**Work instruction**: List every university named in the article on xenobots.

**Extracted text**:
Scientists who developed the world’s first ‘alive’ robots now claim that they are capable of reproducing!

The finding, according to scientists, is unlike any reproductive process ever seen in plants or animals.

According to a CNN article citing a scientific research, after constructing the world’s first living robots, US-based scientists have discovered that they can now reproduce in a way that is unlike any plant or animal. Xenobots have been dubbed “the first-ever, self-replicating living robots” by scientists.

According to the study, scientists from the University of Vermont, Tufts University, and Harvard University’s Wyss Institute for Biologically Inspired Engineering discovered that the microscopic creatures could move, collaborate in groups, and self-heal.

Xenobots are nanobots that are made from the stem cells of the African clawed frog (scientifically known as Xenopus laevis), which is where the term comes from. The researchers anticipate that the new discovery will have a positive impact in the medical area.

“Frogs have a way of reproducing that they normally use,” Michael Levin, a professor of biology and director of Tufts University’s Allen Discovery Center, told CNN. “But when you liberate (the cells) from the rest of the embryo and give them a chance to figure out how to be in a new environment, not only do they figure out a new way to move, but they also figure out apparently a new way to reproduce.”

The primary author of the study, Josh Bongard of the University of Vermont, told The Guardian, “These creatures move around in the dish and produce duplicates of themselves.”

“These are really tiny, biodegradable, and biocompatible robots,” he said, adding that near-term uses might include collecting microplastics from streams.

Source: Twitter

Meanwhile, Bongard told CNN that most people assume robots are made of metal or ceramic, but “it’s not so much what a robot is made of as what it does, which is operating on its own on behalf of humans,” as he put it.

On Monday, the study was published in the scientific journal PNAS.

**Material provided**:
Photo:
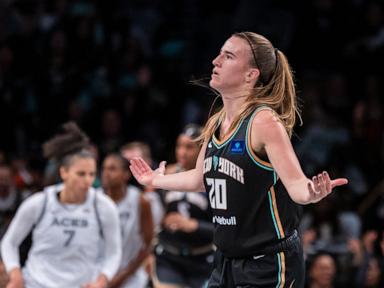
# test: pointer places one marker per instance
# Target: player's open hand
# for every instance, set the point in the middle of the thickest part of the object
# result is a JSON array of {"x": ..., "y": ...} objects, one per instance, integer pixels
[
  {"x": 322, "y": 185},
  {"x": 143, "y": 173}
]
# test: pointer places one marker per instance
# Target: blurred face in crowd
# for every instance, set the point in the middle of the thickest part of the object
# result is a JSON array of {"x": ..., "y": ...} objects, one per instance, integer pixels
[
  {"x": 113, "y": 174},
  {"x": 232, "y": 71},
  {"x": 373, "y": 273},
  {"x": 79, "y": 175},
  {"x": 187, "y": 151},
  {"x": 6, "y": 182},
  {"x": 323, "y": 271}
]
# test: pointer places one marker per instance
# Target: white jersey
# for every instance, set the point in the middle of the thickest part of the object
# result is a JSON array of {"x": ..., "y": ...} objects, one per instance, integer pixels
[
  {"x": 65, "y": 239},
  {"x": 132, "y": 242},
  {"x": 65, "y": 243}
]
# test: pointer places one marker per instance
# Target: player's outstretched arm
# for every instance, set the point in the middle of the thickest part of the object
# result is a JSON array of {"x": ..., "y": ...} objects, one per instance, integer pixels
[
  {"x": 189, "y": 181},
  {"x": 269, "y": 132}
]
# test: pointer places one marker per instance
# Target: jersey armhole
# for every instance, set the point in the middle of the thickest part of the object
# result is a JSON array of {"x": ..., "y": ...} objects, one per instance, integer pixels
[
  {"x": 98, "y": 219},
  {"x": 42, "y": 212},
  {"x": 252, "y": 154}
]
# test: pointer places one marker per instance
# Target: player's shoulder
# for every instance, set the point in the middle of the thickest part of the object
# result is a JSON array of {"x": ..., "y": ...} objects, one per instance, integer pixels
[
  {"x": 102, "y": 199},
  {"x": 171, "y": 168}
]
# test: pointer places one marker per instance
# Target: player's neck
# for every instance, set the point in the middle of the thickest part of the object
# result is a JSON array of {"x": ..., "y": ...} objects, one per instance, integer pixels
[
  {"x": 67, "y": 197},
  {"x": 232, "y": 107},
  {"x": 117, "y": 193}
]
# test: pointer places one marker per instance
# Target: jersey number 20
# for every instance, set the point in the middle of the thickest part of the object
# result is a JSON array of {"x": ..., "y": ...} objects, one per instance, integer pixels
[{"x": 218, "y": 193}]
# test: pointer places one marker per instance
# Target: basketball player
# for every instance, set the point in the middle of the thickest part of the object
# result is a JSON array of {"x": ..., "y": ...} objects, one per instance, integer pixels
[
  {"x": 135, "y": 222},
  {"x": 142, "y": 150},
  {"x": 68, "y": 222},
  {"x": 249, "y": 168},
  {"x": 184, "y": 253}
]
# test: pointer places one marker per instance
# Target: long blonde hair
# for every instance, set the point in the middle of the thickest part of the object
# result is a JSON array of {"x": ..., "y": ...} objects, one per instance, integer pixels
[{"x": 274, "y": 88}]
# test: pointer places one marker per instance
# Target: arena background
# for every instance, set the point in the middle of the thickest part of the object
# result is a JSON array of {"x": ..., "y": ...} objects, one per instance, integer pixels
[{"x": 122, "y": 69}]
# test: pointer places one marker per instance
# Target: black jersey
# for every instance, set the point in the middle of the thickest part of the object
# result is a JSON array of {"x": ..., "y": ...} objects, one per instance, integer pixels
[
  {"x": 190, "y": 205},
  {"x": 250, "y": 206}
]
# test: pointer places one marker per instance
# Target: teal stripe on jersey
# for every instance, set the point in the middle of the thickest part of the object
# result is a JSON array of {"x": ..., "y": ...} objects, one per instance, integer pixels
[
  {"x": 219, "y": 146},
  {"x": 279, "y": 273},
  {"x": 273, "y": 215}
]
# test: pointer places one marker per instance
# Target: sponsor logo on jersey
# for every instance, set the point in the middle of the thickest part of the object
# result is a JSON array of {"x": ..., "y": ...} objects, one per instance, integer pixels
[
  {"x": 228, "y": 221},
  {"x": 224, "y": 166},
  {"x": 69, "y": 222},
  {"x": 237, "y": 146}
]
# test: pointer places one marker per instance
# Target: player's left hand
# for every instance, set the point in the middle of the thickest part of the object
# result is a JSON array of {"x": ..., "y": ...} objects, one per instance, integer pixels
[
  {"x": 101, "y": 282},
  {"x": 322, "y": 185}
]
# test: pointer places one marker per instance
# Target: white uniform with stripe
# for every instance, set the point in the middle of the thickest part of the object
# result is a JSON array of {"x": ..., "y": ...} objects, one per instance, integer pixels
[
  {"x": 65, "y": 241},
  {"x": 129, "y": 214}
]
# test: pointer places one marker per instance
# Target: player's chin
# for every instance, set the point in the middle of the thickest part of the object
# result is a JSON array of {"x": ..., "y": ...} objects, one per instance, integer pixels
[{"x": 213, "y": 83}]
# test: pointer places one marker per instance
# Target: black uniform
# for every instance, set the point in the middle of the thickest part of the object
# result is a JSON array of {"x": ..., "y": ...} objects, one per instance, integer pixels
[
  {"x": 182, "y": 258},
  {"x": 255, "y": 218}
]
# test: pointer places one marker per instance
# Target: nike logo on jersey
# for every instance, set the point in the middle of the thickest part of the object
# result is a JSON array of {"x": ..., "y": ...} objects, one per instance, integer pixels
[
  {"x": 69, "y": 222},
  {"x": 224, "y": 166},
  {"x": 237, "y": 146}
]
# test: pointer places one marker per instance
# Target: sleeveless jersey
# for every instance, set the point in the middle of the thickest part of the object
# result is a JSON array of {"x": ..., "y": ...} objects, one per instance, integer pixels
[
  {"x": 251, "y": 208},
  {"x": 190, "y": 205},
  {"x": 65, "y": 243},
  {"x": 129, "y": 214}
]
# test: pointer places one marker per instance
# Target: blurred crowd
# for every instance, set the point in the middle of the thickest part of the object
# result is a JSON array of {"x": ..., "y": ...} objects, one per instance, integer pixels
[{"x": 120, "y": 69}]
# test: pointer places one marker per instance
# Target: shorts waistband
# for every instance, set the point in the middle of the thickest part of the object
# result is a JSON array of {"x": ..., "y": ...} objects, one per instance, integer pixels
[
  {"x": 185, "y": 251},
  {"x": 283, "y": 245}
]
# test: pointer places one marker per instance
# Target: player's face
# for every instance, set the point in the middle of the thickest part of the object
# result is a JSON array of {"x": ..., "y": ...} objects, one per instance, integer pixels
[
  {"x": 79, "y": 175},
  {"x": 323, "y": 270},
  {"x": 113, "y": 174},
  {"x": 187, "y": 152},
  {"x": 231, "y": 66}
]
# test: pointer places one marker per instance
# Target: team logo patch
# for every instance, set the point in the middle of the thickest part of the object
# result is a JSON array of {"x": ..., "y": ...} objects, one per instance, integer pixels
[
  {"x": 237, "y": 146},
  {"x": 215, "y": 162}
]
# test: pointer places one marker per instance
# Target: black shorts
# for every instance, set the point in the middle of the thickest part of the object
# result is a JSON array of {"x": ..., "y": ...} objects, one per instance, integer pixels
[
  {"x": 190, "y": 271},
  {"x": 281, "y": 269}
]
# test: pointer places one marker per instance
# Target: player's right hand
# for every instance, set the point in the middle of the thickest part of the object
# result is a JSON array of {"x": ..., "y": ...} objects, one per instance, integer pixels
[
  {"x": 143, "y": 173},
  {"x": 15, "y": 279}
]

**Answer section**: University of Vermont, Tufts University, Harvard University